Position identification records
──────────────────────────────

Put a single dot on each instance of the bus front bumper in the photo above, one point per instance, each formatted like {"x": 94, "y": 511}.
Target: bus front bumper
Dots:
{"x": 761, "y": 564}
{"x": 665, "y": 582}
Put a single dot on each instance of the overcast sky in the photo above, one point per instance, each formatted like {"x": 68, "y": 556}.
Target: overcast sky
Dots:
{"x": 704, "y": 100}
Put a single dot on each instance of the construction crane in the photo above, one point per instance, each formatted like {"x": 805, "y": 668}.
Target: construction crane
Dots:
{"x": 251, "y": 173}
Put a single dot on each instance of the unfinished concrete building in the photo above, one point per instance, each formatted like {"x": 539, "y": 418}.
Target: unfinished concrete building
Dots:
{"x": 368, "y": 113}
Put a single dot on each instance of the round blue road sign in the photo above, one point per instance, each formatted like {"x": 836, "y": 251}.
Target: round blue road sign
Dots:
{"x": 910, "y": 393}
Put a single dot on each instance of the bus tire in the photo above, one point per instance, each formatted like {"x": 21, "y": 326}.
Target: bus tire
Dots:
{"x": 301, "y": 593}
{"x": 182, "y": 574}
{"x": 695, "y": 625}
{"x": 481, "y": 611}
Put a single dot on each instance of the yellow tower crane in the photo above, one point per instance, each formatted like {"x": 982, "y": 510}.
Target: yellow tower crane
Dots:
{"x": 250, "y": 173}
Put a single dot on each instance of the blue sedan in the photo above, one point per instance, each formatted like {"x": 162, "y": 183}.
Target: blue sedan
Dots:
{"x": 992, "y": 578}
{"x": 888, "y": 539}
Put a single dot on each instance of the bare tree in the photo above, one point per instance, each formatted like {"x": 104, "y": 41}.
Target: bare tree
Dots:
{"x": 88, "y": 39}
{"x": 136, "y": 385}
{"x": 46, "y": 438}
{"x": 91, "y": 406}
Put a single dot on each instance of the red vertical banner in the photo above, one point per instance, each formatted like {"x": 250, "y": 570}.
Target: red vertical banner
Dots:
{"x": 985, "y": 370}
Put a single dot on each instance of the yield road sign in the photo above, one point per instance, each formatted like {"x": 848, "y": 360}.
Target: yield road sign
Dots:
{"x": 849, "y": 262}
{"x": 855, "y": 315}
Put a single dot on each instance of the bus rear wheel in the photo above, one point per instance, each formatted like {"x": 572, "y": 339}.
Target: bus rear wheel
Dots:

──────────────────────────────

**WHAT IS NEEDED:** Rewrite the material above as a JSON list of strings, with each line as its own string and blank lines omitted.

**TASK ANSWER:**
[
  "Put a single dot on each instance of the bus front bumper in the photo above, one point per instance, each formatted like {\"x\": 94, \"y\": 511}.",
  "Target: bus front bumper",
  "Dots:",
  "{\"x\": 761, \"y\": 564}",
  "{\"x\": 665, \"y\": 582}",
  "Put a single dot on each instance of the overcast sky in the photo above, one point per instance, each formatted like {\"x\": 68, \"y\": 556}.",
  "Target: overcast sky",
  "Dots:",
  "{\"x\": 704, \"y\": 100}",
  "Put a single dot on each instance of the construction crane in the photo above, one point per instance, each formatted like {\"x\": 805, \"y\": 668}.",
  "Target: construction crane",
  "Dots:",
  "{\"x\": 251, \"y\": 173}",
  "Put a single dot on each instance of the unfinished concrete building in the photo above, one point per instance, each formatted like {\"x\": 539, \"y\": 418}.",
  "Target: unfinished concrete building",
  "Dots:",
  "{\"x\": 368, \"y\": 113}",
  "Put a single dot on each instance of the round blue road sign in the photo above, one point per instance, each formatted like {\"x\": 836, \"y\": 251}.",
  "Target: round blue road sign",
  "Dots:",
  "{\"x\": 910, \"y\": 393}",
  "Put a single dot on each instance of the bus tire in the photo above, one point per instance, each formatted like {\"x\": 21, \"y\": 326}.",
  "Target: bus tire",
  "Dots:",
  "{\"x\": 301, \"y\": 593}",
  "{\"x\": 182, \"y\": 574}",
  "{\"x\": 695, \"y\": 625}",
  "{\"x\": 481, \"y\": 611}",
  "Put a single dot on each instance of the yellow tower crane in the photo above, one point per instance, each formatted like {\"x\": 982, \"y\": 510}.",
  "Target: yellow tower crane",
  "Dots:",
  "{\"x\": 250, \"y\": 173}",
  "Put a single dot on each instance of the blue sedan in the photo above, one point per instance, each formatted like {\"x\": 162, \"y\": 183}.",
  "Target: blue sedan",
  "Dots:",
  "{\"x\": 992, \"y\": 578}",
  "{\"x\": 888, \"y\": 539}",
  "Put a single dot on each instance of the bare tree in the photo above, one point per instance, each formatted like {\"x\": 104, \"y\": 41}.",
  "Target: bare tree",
  "Dots:",
  "{\"x\": 88, \"y\": 39}",
  "{\"x\": 136, \"y\": 385}",
  "{\"x\": 46, \"y\": 438}",
  "{\"x\": 91, \"y\": 406}",
  "Put a single dot on each instance of the red vertical banner in the photo above, one point per instance, each formatted like {\"x\": 250, \"y\": 570}.",
  "Target: red vertical banner",
  "Dots:",
  "{\"x\": 985, \"y\": 370}",
  "Put a single dot on each instance of the yield road sign in the photo above, one point per instance, each formatted like {\"x\": 848, \"y\": 360}.",
  "Target: yield road sign",
  "Dots:",
  "{\"x\": 849, \"y\": 262}",
  "{\"x\": 855, \"y\": 315}",
  "Put a single dot on each instance of the bus rear wheel in the photo above, one point per instance, each formatted like {\"x\": 572, \"y\": 339}.",
  "Target: bus rear wheel",
  "Dots:"
]